━━━━━ Source passage

The principle that we are going to discuss with you is stated in more words than we usually use, but I know of no better way to say this. We want to think with you about the principle of the results of the integrity of the upright and the perverseness of the wicked. What are the results of the walk of the upright? What are the results of the walk of the perverse man? What is the result of the integrity of the upright man? What is the result of the perverseness of the wicked man?

The very principle that we have suggested to you brings to our attention the fact that in our consideration of these proverbs, we will be thinking with you about two classes of people. I think it would be wise for us to fix those two classes in our minds because you will be recognizing them as we consider these individual proverbs. There is the upright man contrasted with the wicked man. There is the perfect man contrasted to the wicked man, and there is the upright man contrasted with the sinner. These three class distinctions are the only ones which are made, even though we will be considering more than three proverbs, which will mean that the three classes of people will be repeated as far as identity is concerned.

Attitudes of People Involved

The thing that we will notice as we consider these proverbs is that the results to which we have made reference and in which we are interested are dependent upon attitudes of the classes of people involved. As there were two classes of people, then there were two attitudes which are possible on the part of these classes of people. There is the man who will walk uprightly. There is the man who will perverse his ways. There is the man who will walk in the midst of his integrity. There is the man who will walk in the midst of his perverseness. There is the man over whose life righteousness will have control. There is the man over whose life wickedness will have control.

When these individuals whom we have suggested for your consideration—the upright and the wicked—manifest the attitudes which we have suggested to you—righteousness and perversity—there are very definite results that are forthcoming. I believe the benefits and the blessings that we can expect to reap from our study will come only as you try to find yourself in one or the other of these classes. I believe the blessing will come only as you try to find yourself manifesting one or the other of the attitudes presented.

These classes of people are going to be manifested to us in several areas of truth, and their attitudes are going to be represented in several areas of truth. I call attention to that fact because though you may feel that you have passed the test in one area of truth because you can label yourselves righteous , you may not necessarily pass it in another area of truth because you may be walking perversely instead of righteously.

Guidance and Destruction

The first area of truth to which we would call your attention is in the area of guidance and destruction. The one contrasted with the other is indicated in chapter 11, verse 3, where we read:

Proverbs 11:

3 The integrity of the upright shall guide them: but the perverseness of transgressors shall destroy them.

━━━━━━━━━━

(Given request)
Reproduce word for word the section of the passage on the upright and the wicked that opens with the words containing "The thing that" and closes with "wickedness will have control.".

━━━━━ Information shown

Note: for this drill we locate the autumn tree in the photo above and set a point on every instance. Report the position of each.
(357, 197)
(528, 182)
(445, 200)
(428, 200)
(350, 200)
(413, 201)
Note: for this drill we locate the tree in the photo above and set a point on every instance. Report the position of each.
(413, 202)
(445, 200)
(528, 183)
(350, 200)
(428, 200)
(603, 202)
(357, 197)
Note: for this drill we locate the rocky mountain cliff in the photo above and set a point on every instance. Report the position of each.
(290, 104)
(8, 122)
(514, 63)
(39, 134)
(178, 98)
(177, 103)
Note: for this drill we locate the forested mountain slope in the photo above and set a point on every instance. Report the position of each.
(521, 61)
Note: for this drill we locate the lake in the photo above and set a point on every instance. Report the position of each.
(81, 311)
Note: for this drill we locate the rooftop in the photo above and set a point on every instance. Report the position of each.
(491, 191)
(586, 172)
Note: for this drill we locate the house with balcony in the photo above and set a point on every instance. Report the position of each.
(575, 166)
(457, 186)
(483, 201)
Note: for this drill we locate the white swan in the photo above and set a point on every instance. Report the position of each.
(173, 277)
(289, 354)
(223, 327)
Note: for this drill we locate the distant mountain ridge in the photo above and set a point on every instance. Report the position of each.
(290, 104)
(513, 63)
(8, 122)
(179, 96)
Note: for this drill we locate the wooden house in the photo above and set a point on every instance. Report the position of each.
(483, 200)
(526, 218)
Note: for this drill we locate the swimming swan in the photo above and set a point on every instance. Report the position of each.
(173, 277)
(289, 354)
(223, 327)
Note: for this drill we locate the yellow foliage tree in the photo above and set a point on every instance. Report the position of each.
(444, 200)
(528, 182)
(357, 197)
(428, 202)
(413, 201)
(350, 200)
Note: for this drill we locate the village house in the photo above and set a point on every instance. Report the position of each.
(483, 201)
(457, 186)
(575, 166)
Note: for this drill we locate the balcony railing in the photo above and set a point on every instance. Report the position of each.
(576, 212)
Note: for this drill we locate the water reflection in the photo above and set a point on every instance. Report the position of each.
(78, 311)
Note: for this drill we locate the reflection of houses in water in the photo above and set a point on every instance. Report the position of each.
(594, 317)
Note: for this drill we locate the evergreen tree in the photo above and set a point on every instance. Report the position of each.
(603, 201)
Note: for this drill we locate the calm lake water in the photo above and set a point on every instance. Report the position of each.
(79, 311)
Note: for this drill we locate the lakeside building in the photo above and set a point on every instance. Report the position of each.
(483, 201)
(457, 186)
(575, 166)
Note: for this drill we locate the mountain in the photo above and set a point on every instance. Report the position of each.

━━━━━━━━━━

(The reply)
The thing that we will notice as we consider these proverbs is that the results to which we have made reference and in which we are interested are dependent upon attitudes of the classes of people involved. As there were two classes of people, then there were two attitudes which are possible on the part of these classes of people. There is the man who will walk uprightly. There is the man who will perverse his ways. There is the man who will walk in the midst of his integrity. There is the man who will walk in the midst of his perverseness. There is the man over whose life righteousness will have control. There is the man over whose life wickedness will have control.